## Exercise:
Render the listing below as a JSON list of strings, one string per line and no blank lines, starting at the line that contains "Find the coiled" and running through the end of the listing.

◆ ◆ ◆ ◆ ◆ ◆ ◆

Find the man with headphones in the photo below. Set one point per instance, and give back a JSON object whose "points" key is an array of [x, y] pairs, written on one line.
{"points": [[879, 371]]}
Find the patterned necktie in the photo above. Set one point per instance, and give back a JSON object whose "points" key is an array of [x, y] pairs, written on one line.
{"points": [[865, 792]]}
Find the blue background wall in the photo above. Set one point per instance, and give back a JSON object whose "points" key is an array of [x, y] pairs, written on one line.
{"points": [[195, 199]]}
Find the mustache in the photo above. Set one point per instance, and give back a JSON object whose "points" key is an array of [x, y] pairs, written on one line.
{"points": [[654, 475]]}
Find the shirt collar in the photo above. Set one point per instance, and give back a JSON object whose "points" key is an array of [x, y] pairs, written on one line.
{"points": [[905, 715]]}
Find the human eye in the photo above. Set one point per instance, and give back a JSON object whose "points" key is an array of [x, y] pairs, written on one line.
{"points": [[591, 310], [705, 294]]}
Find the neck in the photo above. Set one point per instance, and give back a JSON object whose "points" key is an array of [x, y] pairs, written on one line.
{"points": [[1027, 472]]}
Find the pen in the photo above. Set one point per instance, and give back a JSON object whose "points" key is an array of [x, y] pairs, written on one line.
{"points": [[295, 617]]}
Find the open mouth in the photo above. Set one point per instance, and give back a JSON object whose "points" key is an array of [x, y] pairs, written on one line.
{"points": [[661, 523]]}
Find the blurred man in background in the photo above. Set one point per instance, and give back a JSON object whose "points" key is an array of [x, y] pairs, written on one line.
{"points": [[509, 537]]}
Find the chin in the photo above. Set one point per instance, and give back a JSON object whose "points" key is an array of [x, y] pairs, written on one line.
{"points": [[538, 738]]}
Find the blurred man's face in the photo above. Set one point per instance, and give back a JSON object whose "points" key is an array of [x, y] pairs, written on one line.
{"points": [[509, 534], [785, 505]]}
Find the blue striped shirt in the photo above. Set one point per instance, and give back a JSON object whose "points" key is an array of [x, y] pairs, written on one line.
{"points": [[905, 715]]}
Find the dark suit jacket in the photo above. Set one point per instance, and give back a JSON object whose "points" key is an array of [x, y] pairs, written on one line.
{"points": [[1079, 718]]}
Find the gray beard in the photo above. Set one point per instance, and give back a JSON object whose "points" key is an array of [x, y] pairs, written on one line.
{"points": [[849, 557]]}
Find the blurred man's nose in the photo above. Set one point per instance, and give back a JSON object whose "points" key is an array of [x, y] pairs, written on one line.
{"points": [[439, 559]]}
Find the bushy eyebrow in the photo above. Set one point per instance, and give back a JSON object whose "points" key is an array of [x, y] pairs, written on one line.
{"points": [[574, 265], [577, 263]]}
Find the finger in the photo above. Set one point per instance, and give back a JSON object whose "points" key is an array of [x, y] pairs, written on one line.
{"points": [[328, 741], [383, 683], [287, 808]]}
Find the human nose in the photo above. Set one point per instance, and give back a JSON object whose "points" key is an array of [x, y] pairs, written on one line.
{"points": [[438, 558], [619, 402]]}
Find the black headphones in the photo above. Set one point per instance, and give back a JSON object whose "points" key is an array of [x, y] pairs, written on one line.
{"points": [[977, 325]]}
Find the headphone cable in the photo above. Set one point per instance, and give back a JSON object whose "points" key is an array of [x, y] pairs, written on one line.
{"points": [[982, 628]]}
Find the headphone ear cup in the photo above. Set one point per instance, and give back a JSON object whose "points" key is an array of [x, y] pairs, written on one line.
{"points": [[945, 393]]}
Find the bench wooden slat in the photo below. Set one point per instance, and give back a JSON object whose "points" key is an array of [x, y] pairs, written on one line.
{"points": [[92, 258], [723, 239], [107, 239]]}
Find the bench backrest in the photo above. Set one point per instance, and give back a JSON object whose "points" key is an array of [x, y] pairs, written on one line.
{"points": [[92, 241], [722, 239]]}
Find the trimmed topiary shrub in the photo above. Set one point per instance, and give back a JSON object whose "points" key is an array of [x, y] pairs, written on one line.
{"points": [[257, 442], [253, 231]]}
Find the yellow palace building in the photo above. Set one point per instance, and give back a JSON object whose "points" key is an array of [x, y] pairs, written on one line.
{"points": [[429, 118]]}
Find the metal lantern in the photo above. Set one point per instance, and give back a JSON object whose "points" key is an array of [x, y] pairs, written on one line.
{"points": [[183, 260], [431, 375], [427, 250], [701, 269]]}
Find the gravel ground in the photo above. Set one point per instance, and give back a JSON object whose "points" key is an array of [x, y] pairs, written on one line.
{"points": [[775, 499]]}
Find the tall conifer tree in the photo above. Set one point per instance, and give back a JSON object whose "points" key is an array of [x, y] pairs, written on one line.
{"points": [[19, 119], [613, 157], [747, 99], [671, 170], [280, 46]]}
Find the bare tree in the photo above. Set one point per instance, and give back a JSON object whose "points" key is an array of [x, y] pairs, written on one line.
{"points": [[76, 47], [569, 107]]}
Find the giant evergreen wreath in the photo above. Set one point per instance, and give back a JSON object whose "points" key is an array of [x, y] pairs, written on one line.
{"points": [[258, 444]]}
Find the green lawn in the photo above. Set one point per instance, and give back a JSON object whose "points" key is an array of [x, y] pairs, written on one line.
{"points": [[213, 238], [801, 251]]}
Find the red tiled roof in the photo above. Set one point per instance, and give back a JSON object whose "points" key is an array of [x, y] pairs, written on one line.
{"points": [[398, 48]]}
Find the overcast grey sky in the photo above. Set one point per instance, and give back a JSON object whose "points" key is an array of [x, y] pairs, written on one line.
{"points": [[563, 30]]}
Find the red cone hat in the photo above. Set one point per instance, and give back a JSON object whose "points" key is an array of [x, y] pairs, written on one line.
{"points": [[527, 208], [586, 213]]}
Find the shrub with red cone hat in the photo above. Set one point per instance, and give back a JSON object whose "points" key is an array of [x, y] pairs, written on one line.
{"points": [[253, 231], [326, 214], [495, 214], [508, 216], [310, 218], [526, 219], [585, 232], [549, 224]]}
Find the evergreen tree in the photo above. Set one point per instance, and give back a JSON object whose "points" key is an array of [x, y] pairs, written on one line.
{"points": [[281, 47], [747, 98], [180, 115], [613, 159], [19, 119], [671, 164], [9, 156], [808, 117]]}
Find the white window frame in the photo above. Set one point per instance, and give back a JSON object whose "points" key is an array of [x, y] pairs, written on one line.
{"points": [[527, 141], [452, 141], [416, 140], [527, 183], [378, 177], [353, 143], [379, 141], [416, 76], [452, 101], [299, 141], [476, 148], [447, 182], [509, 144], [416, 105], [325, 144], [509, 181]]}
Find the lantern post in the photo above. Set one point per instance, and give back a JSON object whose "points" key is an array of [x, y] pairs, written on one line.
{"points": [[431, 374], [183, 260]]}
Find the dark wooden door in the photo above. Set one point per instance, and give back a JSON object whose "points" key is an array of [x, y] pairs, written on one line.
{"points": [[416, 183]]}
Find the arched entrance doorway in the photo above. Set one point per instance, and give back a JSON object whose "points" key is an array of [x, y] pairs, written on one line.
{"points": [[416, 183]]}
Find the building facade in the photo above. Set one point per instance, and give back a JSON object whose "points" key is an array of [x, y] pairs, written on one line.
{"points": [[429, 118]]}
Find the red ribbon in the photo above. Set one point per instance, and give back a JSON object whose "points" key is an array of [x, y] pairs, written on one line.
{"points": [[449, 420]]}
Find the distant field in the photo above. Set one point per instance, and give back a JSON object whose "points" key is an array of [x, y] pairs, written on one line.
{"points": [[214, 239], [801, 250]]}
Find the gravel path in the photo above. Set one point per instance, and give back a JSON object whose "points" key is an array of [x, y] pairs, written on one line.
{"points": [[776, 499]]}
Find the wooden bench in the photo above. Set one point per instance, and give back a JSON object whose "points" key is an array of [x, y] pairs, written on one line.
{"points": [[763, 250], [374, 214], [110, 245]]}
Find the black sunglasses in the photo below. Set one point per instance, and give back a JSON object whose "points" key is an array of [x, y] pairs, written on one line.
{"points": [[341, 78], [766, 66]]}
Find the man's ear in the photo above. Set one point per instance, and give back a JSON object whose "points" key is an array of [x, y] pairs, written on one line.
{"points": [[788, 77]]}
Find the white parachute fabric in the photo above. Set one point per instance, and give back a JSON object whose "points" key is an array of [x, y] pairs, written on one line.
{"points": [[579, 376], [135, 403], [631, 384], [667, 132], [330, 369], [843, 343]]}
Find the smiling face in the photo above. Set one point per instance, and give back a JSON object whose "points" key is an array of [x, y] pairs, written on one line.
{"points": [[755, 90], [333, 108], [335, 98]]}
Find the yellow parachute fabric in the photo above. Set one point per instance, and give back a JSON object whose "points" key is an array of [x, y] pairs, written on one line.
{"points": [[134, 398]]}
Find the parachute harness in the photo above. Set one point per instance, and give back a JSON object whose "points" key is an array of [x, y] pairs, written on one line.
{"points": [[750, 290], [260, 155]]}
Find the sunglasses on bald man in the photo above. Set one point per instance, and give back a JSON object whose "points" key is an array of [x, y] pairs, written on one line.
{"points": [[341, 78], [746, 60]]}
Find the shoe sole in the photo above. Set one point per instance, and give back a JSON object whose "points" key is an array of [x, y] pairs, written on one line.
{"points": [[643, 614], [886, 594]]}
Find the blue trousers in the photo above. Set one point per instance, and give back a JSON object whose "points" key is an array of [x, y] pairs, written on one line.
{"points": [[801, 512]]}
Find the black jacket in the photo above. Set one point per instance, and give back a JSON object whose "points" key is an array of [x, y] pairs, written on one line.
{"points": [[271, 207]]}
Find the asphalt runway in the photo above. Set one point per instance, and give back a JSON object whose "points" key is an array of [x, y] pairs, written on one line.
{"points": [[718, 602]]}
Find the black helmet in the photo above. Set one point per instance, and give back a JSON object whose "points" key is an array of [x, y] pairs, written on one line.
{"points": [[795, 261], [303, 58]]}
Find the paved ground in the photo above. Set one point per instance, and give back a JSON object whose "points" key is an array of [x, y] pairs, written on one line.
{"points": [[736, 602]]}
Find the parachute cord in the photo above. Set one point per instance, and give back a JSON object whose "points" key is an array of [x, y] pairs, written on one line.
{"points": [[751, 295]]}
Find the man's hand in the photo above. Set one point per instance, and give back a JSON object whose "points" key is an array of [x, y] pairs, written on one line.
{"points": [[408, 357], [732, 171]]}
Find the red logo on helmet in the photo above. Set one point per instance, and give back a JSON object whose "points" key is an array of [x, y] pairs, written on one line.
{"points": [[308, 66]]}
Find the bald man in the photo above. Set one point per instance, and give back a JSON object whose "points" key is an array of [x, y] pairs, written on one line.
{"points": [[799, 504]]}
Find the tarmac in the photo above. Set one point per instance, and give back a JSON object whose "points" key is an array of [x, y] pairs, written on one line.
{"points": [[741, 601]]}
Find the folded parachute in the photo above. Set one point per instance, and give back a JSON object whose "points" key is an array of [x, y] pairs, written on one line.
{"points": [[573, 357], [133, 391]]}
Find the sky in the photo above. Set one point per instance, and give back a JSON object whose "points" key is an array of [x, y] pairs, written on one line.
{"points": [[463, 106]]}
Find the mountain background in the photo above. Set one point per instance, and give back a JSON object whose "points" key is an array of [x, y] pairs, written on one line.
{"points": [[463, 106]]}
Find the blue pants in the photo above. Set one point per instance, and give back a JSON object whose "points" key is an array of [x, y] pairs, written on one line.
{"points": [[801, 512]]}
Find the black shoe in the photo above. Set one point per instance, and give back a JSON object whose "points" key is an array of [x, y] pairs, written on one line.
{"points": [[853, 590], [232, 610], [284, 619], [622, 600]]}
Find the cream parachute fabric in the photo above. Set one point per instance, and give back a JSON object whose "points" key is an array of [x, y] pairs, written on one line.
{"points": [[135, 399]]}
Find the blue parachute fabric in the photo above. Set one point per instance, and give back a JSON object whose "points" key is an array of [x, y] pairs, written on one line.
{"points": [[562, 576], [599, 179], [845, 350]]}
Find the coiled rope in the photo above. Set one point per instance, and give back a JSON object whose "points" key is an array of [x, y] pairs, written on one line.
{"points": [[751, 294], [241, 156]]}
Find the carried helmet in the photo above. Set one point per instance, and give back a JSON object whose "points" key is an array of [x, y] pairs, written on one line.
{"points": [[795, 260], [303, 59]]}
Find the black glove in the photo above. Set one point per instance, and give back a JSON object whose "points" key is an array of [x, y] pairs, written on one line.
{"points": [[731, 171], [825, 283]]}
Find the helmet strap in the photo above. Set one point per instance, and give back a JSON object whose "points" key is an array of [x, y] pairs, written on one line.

◆ ◆ ◆ ◆ ◆ ◆ ◆

## Correct response:
[
  "Find the coiled rope in the photo above. Set one point per instance, and give back a JSON object whose \"points\" key is an array of [x, y] pairs, written on one line.",
  "{\"points\": [[751, 294], [241, 156]]}",
  "Find the carried helmet in the photo above. Set one point per instance, and give back a JSON object whose \"points\" key is an array of [x, y] pairs, written on one line.",
  "{\"points\": [[795, 260], [303, 59]]}",
  "Find the black glove in the photo above. Set one point per instance, and give back a JSON object whose \"points\" key is an array of [x, y] pairs, written on one line.",
  "{\"points\": [[731, 171], [825, 283]]}",
  "Find the helmet strap in the photo above. Set one point per instance, and give back a JSON object whose \"points\" key is an array of [x, y] pairs, written on one line."
]